─── Provided material
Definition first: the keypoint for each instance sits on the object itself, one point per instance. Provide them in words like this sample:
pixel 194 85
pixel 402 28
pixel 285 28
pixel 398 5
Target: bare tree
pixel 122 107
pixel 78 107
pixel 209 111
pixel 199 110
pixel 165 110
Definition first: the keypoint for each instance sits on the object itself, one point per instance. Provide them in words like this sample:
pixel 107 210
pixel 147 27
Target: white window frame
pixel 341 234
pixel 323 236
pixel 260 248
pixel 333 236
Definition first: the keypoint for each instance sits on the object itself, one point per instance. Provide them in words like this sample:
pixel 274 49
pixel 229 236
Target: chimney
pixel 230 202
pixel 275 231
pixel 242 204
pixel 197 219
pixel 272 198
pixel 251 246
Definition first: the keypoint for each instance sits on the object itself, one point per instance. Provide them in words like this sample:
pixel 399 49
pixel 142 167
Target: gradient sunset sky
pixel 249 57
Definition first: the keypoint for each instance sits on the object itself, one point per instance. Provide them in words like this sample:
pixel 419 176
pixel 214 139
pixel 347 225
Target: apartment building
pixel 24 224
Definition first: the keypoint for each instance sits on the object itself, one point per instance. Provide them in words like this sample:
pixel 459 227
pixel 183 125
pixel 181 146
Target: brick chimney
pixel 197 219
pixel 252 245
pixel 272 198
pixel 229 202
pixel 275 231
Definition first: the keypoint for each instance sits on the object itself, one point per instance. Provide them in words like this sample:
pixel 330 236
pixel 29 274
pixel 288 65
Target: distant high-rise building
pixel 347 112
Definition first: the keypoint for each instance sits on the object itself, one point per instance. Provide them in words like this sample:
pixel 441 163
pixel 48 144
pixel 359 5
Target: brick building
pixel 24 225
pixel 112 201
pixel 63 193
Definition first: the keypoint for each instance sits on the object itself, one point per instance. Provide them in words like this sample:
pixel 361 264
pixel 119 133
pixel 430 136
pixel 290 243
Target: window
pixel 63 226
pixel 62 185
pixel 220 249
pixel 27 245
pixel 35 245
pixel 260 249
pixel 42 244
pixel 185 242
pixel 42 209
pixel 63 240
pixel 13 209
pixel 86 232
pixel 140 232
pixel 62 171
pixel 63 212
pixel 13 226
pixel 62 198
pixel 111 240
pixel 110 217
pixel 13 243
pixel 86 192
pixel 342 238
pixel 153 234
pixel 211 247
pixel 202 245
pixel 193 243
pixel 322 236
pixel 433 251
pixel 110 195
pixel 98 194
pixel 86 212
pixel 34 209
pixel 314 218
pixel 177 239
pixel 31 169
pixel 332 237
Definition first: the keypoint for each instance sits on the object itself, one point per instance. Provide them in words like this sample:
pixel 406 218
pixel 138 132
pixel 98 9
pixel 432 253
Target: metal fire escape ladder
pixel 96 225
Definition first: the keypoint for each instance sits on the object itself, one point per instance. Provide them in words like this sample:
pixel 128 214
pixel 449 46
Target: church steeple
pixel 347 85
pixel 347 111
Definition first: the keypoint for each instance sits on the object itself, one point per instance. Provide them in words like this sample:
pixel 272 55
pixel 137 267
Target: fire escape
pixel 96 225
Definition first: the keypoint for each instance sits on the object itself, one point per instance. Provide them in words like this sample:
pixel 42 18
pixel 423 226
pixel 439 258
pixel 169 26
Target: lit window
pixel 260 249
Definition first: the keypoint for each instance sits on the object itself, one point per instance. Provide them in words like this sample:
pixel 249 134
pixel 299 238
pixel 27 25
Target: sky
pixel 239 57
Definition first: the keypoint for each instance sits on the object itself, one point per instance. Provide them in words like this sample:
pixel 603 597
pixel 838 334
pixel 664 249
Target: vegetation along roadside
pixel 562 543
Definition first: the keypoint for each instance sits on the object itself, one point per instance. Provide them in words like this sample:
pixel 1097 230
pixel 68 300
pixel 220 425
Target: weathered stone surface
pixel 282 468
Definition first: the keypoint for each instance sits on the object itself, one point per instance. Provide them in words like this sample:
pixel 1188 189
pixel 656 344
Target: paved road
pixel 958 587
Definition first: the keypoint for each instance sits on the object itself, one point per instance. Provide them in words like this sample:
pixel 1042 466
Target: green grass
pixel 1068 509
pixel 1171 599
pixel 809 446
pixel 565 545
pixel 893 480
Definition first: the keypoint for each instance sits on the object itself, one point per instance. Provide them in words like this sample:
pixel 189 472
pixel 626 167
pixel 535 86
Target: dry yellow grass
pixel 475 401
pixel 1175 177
──────
### [Problem statement]
Rewrite the items from the first line through the line holding "pixel 24 224", inclusive, swapping "Target" for "Object" and leaving everything else unchanged.

### [Problem solution]
Definition first: the keypoint for each instance sits on the object itself, one point per instance. Provide them in words like this sample:
pixel 194 85
pixel 402 28
pixel 285 28
pixel 398 5
Object: bare tree
pixel 122 107
pixel 78 107
pixel 209 111
pixel 199 110
pixel 165 110
Definition first: the keypoint for each instance sits on the object itself, one point per instance. Provide them in words like this sample:
pixel 107 210
pixel 147 27
Object: white window frame
pixel 341 234
pixel 323 236
pixel 260 248
pixel 333 236
Definition first: the keypoint for each instance sits on the object itself, one point per instance. Provide them in words like this sample:
pixel 274 49
pixel 229 236
Object: chimney
pixel 230 202
pixel 275 231
pixel 242 204
pixel 197 219
pixel 272 198
pixel 251 246
Definition first: the keypoint for each instance sits on the object itself, one point per instance. Provide them in words like this sample:
pixel 399 49
pixel 142 167
Object: gradient sunset sky
pixel 249 57
Definition first: the keypoint for each instance sits on the object itself, one point per instance. Provide them in words like this sample:
pixel 419 176
pixel 214 139
pixel 347 225
Object: apartment building
pixel 24 224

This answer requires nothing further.